───── Text provided ─────
FOR IMMEDIATE RELEASE
 

THE MOSAIC COMPANY REPORTS FIRST QUARTER
2017 RESULTS
PLYMOUTH, MN, May 2, 2017 - The Mosaic Company (NYSE: MOS) today reported a first quarter 2017 net loss of $1 million, compared to net earnings of $257 million in the first quarter of 2016. Earnings per diluted share were $0.00, which included a negative $0.04 impact from notable items. Mosaic’s net sales in the first quarter of 2017 were $1.6 billion, down from $1.7 billion last year, with lower prices more than offsetting higher sales volumes. Operating earnings during the quarter were $30 million, down from $163 million a year ago, driven by lower phosphate and potash prices, partially offset by lower phosphate raw materials costs and effective expense management.
“Our results do not yet reflect improving potash and phosphate market conditions we anticipate to benefit from for the remainder of the year,” said Joc O’Rourke, President and Chief Executive Officer. “This quarter we experienced several operational challenges which are now largely behind us. Our constructive outlook hasn’t changed and we expect to see stronger earnings in the remainder of 2017.”
─────
Your tasks:
[A] From the Mosaic first-quarter 2017 press release, extract the passage from "FOR IMMEDIATE RELEASE" up to and including "effective expense management.".
[B] Write the next part of the Mosaic first-quarter 2017 press release, beginning after its last sentence.
───── Extracted information ─────
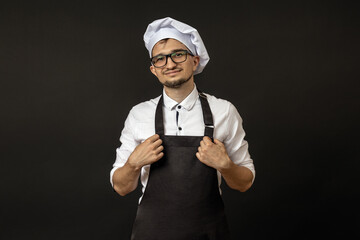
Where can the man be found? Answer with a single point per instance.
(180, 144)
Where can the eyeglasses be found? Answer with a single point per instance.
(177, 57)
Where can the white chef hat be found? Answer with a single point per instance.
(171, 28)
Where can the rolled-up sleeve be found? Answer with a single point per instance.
─────
───── Extracted information ─────
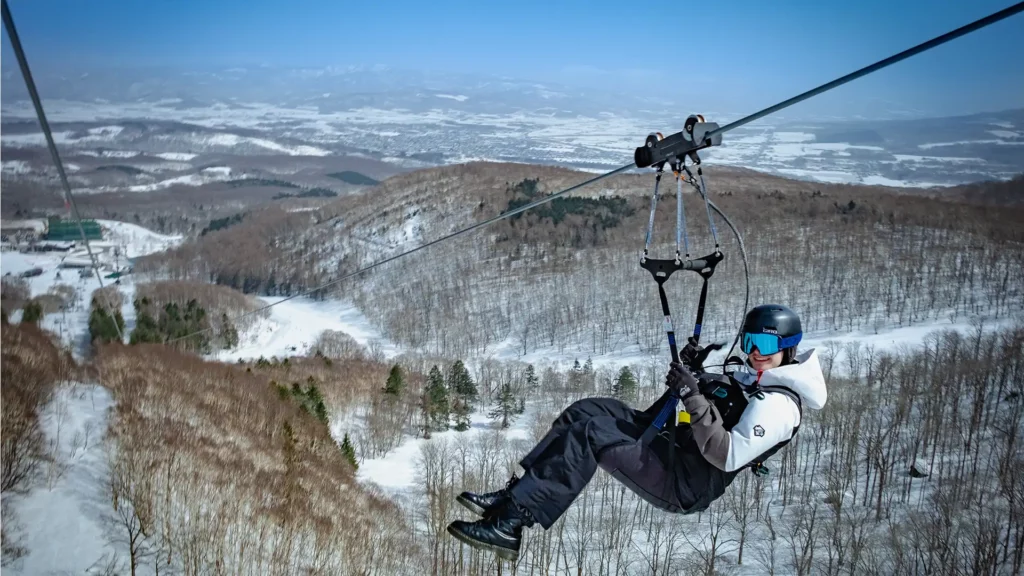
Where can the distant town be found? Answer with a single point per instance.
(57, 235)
─────
Expected outputs:
[A]
FOR IMMEDIATE RELEASE
 

THE MOSAIC COMPANY REPORTS FIRST QUARTER
2017 RESULTS
PLYMOUTH, MN, May 2, 2017 - The Mosaic Company (NYSE: MOS) today reported a first quarter 2017 net loss of $1 million, compared to net earnings of $257 million in the first quarter of 2016. Earnings per diluted share were $0.00, which included a negative $0.04 impact from notable items. Mosaic’s net sales in the first quarter of 2017 were $1.6 billion, down from $1.7 billion last year, with lower prices more than offsetting higher sales volumes. Operating earnings during the quarter were $30 million, down from $163 million a year ago, driven by lower phosphate and potash prices, partially offset by lower phosphate raw materials costs and effective expense management.

[B]
Cash flow provided by operating activities in the first quarter of 2017 was $146 million compared to $266 million in the prior year. Capital expenditures totaled $224 million in the quarter. Mosaic’s total cash and cash equivalents were $675 million and long-term debt was $3.8 billion as of March 31, 2017.
“Mosaic’s performance in the first quarter was not up to our expectations and was negatively impacted by unusual factors,” said Rich Mack, Mosaic’s Executive Vice President and Chief Financial Officer. “The confluence of the Esterhazy skip failure, an ammonia plant outage, excessive rainfall at Miski Mayo and rail and other logistical issues at Canpotex all occurred during the first quarter and impacted our earnings. Looking forward, we expect to see higher realized potash and phosphate prices in the second quarter, which should meaningfully improve earnings for Mosaic.”






Phosphates
Phosphates Results
1Q 2017 Actual
1Q 2017 Guidance
Average DAP Selling Price
$327
$315 to $335
Sales Volume
2.3 million tonnes
2.0 to 2.3 million tonnes
Phosphate Production
79% of operational capacity
High 70% range
“We are seeing positive developments in the phosphates industry following a challenging 2016,” O’Rourke said. “Realized product prices are rising, demand continues to be strong and we believe China is in the process of restructuring its industry. For the remainder of 2017, we expect improved margins in our phosphate business as we begin to realize the benefits of improving market conditions and completed plant maintenance.”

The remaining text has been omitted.